_COSA RICHIEDE:_
Come prosegue il testo sulla sensibilità al glutine e la celiachia? Scrivine il seguito, cominciando subito dopo l'ultima frase riportata.

_TESTO DI STUDIO:_
········
Salute e benessere
Sensibilità al Glutine e Celiachia : sono la stessa cosa?
In assenza di marcatori specifici, la diagnosi di sensibilità al glutine non celiaca avviene per esclusione
Nel precedente articolo abbiamo parlato di Malattia Celiaca (o Celiachia) definendola come una enteropatia autoimmune permanente legata alla ingestione del glutine caratterizzata da una predisposizione genetica che può essere identificata con assoluta sicurezza attraverso la ricerca sierologica e la biopsia della mucosa duodenale in corso di gastroduodenoscopia.
La sensibilità al glutine (gluten sensitivity) è una condizione patologica molto recente di cui si parla solo da pochi anni. Fino a vent'anni fa erano pazienti considerati dei malati immaginari, perché lamentavano sintomi a cui nessuno specialista era in grado di fornire una spiegazione.Numeri ufficiali non ce ne sono, ma secondo gli esperti questa condizione sarebbe ben più diffusa della celiachia e riguarderebbe da vicino fino a tre milioni di italiani. Diverse le ipotesi formulate circa i suoi possibili fattori scatenanti. In queste persone il contatto tra alimenti farinacei (a base di frumento, orzo, segale, malto) e la mucosa intestinale scatenerebbe una risposta immunitaria acuta. Da qui la comparsa del gonfiore addominale, della diarrea, della fatica e della difficoltà a concentrarsi dopo un pasto a base di un primo, di un panino o di una pizza.
La ricerca è stata condotta confrontando le molecole contenute all'interno dei prelievi sierici ottenuti da 40 pazienti celiaci, da altri che lamentavano sintomi simili ma senza mostrare i segni della malattia (80) e persone sane (40). È emerso che le persone che avevano una condizione riconducibile alla gluten sensitivity presentavano valori dei marcatori di danno alle cellule intestinali ben più elevati rispetto a quelli misurati nei celiaci. I ricercatori sono giunti a ipotizzare che una simile risposta immunitaria nelle persone (probabilmente) sensibili al glutine sarebbe la conseguenza di una mucosa intestinale meno selettiva rispetto alla norma, che assicurerebbe una maggiore permeabilità tanto ai nutrienti quanto ai batteri: da qui l'aumento della risposta immunitaria. A supportare l'ipotesi sono stati poi i risultati ottenuti dopo aver messo sottoposto queste persone a una dieta di sei mesi priva dell'apporto dei cereali «sospetti». Al termine del periodo di osservazione, i livelli della risposta immunitaria risultavano normalizzati. Di pari passo s'erano ridotti i sintomi, come riportato dai pazienti attraverso dei questionari.
········
_MATERIALE FORNITO:_
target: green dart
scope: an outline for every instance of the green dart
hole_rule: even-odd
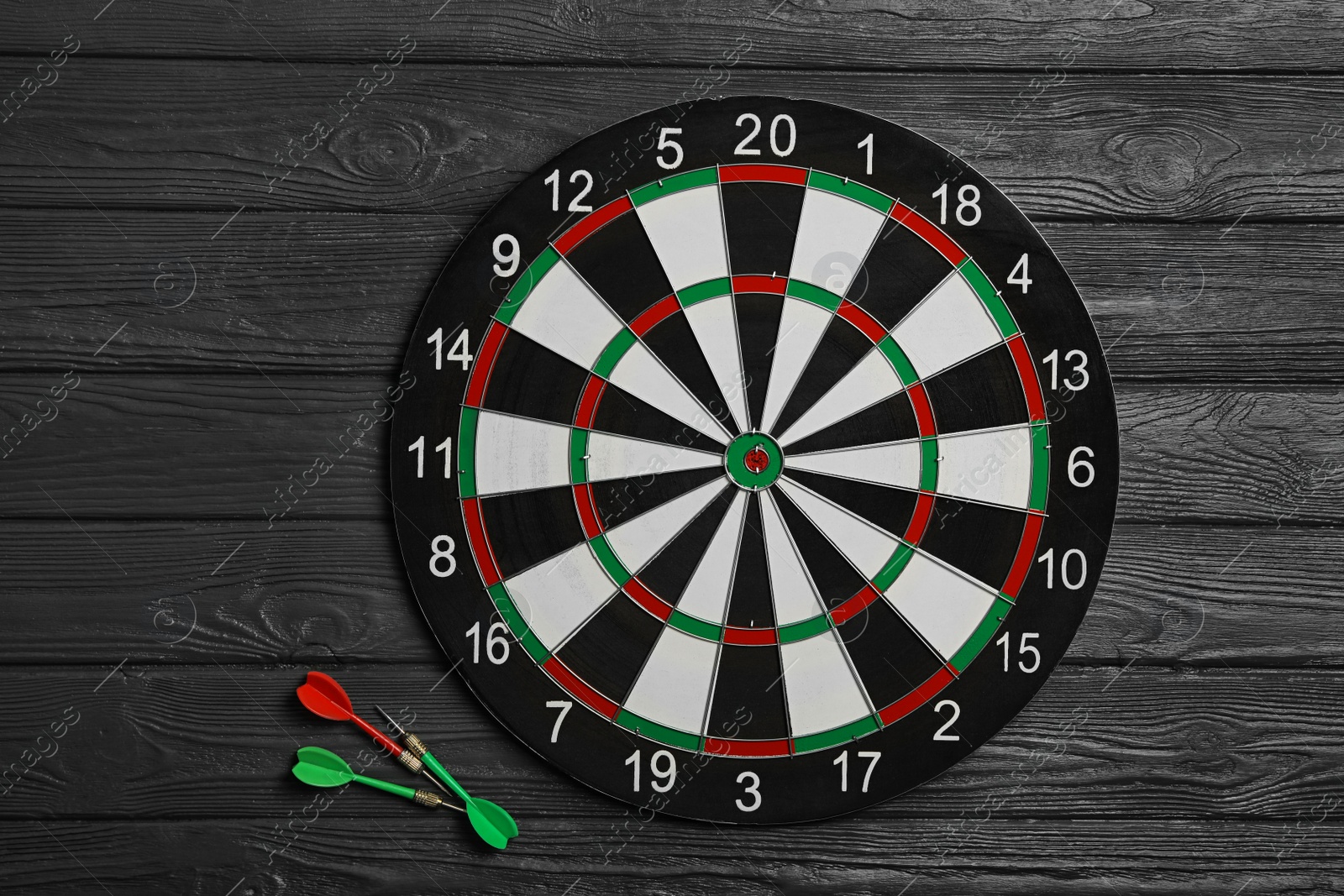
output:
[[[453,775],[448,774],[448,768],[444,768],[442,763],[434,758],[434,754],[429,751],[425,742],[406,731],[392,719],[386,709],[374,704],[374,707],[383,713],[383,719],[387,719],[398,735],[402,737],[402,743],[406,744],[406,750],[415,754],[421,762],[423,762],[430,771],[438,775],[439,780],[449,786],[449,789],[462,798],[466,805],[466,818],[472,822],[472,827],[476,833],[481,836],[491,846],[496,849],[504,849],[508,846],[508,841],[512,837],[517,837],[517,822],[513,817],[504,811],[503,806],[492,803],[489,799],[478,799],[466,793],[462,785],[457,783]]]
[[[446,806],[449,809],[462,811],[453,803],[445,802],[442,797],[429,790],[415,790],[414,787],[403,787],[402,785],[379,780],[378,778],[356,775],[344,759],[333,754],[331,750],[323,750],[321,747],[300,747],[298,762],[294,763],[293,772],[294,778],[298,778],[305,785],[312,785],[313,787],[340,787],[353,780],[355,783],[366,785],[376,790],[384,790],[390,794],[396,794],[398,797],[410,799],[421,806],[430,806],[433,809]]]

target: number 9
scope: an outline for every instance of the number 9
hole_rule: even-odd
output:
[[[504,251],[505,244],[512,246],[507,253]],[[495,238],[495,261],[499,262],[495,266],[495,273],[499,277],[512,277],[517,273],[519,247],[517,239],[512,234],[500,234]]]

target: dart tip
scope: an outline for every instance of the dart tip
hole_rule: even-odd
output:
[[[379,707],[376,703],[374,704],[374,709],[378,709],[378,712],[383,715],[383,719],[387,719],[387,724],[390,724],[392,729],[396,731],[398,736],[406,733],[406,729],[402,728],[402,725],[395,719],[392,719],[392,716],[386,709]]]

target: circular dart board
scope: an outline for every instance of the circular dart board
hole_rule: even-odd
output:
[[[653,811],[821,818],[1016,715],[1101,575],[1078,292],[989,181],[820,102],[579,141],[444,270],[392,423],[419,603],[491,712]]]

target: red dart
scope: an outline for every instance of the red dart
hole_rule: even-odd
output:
········
_ESITO DEL COMPITO:_
Resta però ancora da capire se a scatenare la risposta sia il glutine o altre piccole molecole di zucchero (FODMAP) con analogo effetto irritante sulla mucosa intestinale, ma presenti in molti altri alimenti (legumi, verdure a foglia larga, latte e prodotti caseari, funghi, peperoni).
In assenza di marcatori specifici, la diagnosi di sensibilità al glutine non celiaca avviene per esclusione. I pazienti che, pur presentando sintomi simili a quelli della celiachia e indotti dal glutine, non risultino, dopo esami ematici e biopsie endoscopiche, né celiaci né allergici al grano, sono classificati come sensibili al glutine. La gluten sensitivity rimane ancora un'entità da definire.
Il protocollo diagnostico prevede un controllo, effettuato dopo aver seguito per un certo tempo la dieta priva di glutine, e prevede anche una sorta di gluten - challenge. Punto fondamentale è definire anche la soglia di risposta alla reintroduzione di glutine. È importante che il gluten challenge non sia ripetuto sconsideratamente e senza controllo medico. Lo Specialista valuterà caso per caso, in relazione sia al quadro clinico del Paziente sia al periodo di gluten challenge, la reintroduzione del glutine e la sua quantità giornaliera, onde evitare effetti collaterali estremamente spiacevoli. La ricerca attuale, ha l'obiettivo di verificare lo studio di markers specifici per la gluten sensitivity. Gli esperti considerano la gluten sensitivity non celiaca come una malattia riscoperta, distinta dalla celiachia, la quale però presenta ancora delle zone oscure da chiarire.In ogni caso, la presenza di linee guida, riconosciute a livello internazionale, permetterà diagnosi più accurate e anche un confronto tra studi, effettuati nel mondo. L'identificazione e la validazione di markers specifici permetteranno, infine, di individuare il trigger o i triggers di questa sindrome.